→ Alıştırma Koşulları:
1: Gevende konseri yazısında "GEVENDE : 20." ifadesinden "da taşıyor bile." ifadesine kadar olan kısmı, "müthiş" yerine "harika" koyarak yeniden yazın.
2: Gevende'nin 20. yıl konseri üzerine yazıyı kaldığı yerden sürdürün.

→ Makale:
◇ ◇ ◇ ◇ ◇ ◇ ◇

KONSER ARŞİVİ: Liam Gallagher - 14 Ağustos 2018

GEVENDE : 20. Yıl Konseri "Onu Sardalyeler Düşünsün"



Nasıl başlasam. 20. yıl konseri denildiğinde hissedilen duygunun eskiye dayanması normal elbette ama müziğin bugün gibi taze olması müthiş bir durum. Böyle olunca da konserin duygusu kalitesiyle doğru orantılı artıyor hatta doluyor da taşıyor bile.

Gevende 20. yıl konseri için 5 yıllık bir aranın ardından bir araya geldi ve konsere yetişen yeni bir şarkıyla. Şarkılar üzerinden konseri konuşmak doğru olanı gibi durabilir. Ancak bu sefer durum tamamen farklı. Çünkü bu bir duygu, deneyim ve hislerin/hislerimizin konseri. Ve bu Gevende'nin müziği.

◇ ◇ ◇ ◇ ◇ ◇ ◇

→ Fotoğraflar için nokta işaretlemeleri:
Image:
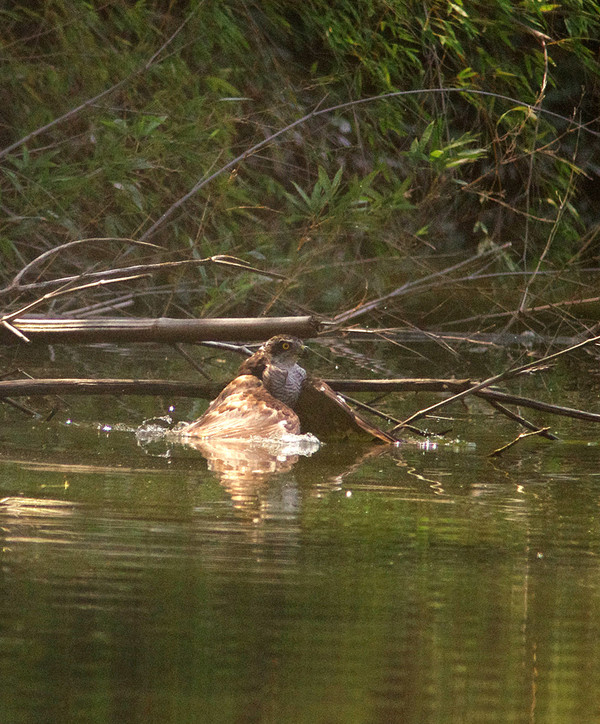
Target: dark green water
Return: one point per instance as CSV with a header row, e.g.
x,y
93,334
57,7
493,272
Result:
x,y
356,586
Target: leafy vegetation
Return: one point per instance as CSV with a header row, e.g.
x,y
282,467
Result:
x,y
113,114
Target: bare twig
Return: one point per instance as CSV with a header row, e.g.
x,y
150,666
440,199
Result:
x,y
497,378
521,420
341,106
522,436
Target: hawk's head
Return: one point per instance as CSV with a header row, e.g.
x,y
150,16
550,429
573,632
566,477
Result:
x,y
283,350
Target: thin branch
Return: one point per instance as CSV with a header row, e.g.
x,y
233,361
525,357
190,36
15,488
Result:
x,y
497,378
522,436
521,420
341,106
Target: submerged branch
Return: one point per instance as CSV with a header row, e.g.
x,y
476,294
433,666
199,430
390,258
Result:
x,y
209,390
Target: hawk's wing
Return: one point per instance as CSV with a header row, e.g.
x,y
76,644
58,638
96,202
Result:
x,y
327,415
244,409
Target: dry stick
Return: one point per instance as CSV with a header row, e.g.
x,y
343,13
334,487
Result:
x,y
497,378
340,106
7,318
521,420
130,331
57,249
32,387
537,405
95,99
522,436
144,269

◇ ◇ ◇ ◇ ◇ ◇ ◇

→ Görevlere Göre Yanıtlar:
1:
GEVENDE : 20. Yıl Konseri "Onu Sardalyeler Düşünsün"



Nasıl başlasam. 20. yıl konseri denildiğinde hissedilen duygunun eskiye dayanması normal elbette ama müziğin bugün gibi taze olması harika bir durum. Böyle olunca da konserin duygusu kalitesiyle doğru orantılı artıyor hatta doluyor da taşıyor bile.

2:
Konser öncesinde sahneye açılışı yapmak üzere Deniz Göktaş çıktı. Yaklaşık beş dakikalık çok tadında bir açılışla Gevende'nin müziği ile ilk tanıştığı Odtü yıllarından bahsetti. Ve hızla bizlerin arasına gelip izleyici olarak yerini almak istediğini söyleyerek sahneyi Gevende'ye bıraktı. 

Gevende tüm izleyicilerin hayran, saygılı, sevinçli ve minnettar bakışları arasında sahnedeki yerini aldı. Evet bu pek çok duygu demek. Ve ilk şarkı Esinti. Suyun akışına izin verildi.

O andan sonrası zannediyorum ki herkesin kendi Gevende yolculuğu oldu. Ki grubun müziğinin ruhu her şeyiyle tam da bunun üzerine kurulu. Kim nerelere gitti hangi dünlere, hangi yarınlara gitti bilmek imkansız olsa da herkesin konser boyunca pür dikkat sahneyi izliyor olması uzun zamandır özlediğim ve pek çok kişinin de özlediğini bildiğim o konser atmosferini yarattı. 


( Gevende - Sermest, 20. Yıl Konseri, Zorlu Psm)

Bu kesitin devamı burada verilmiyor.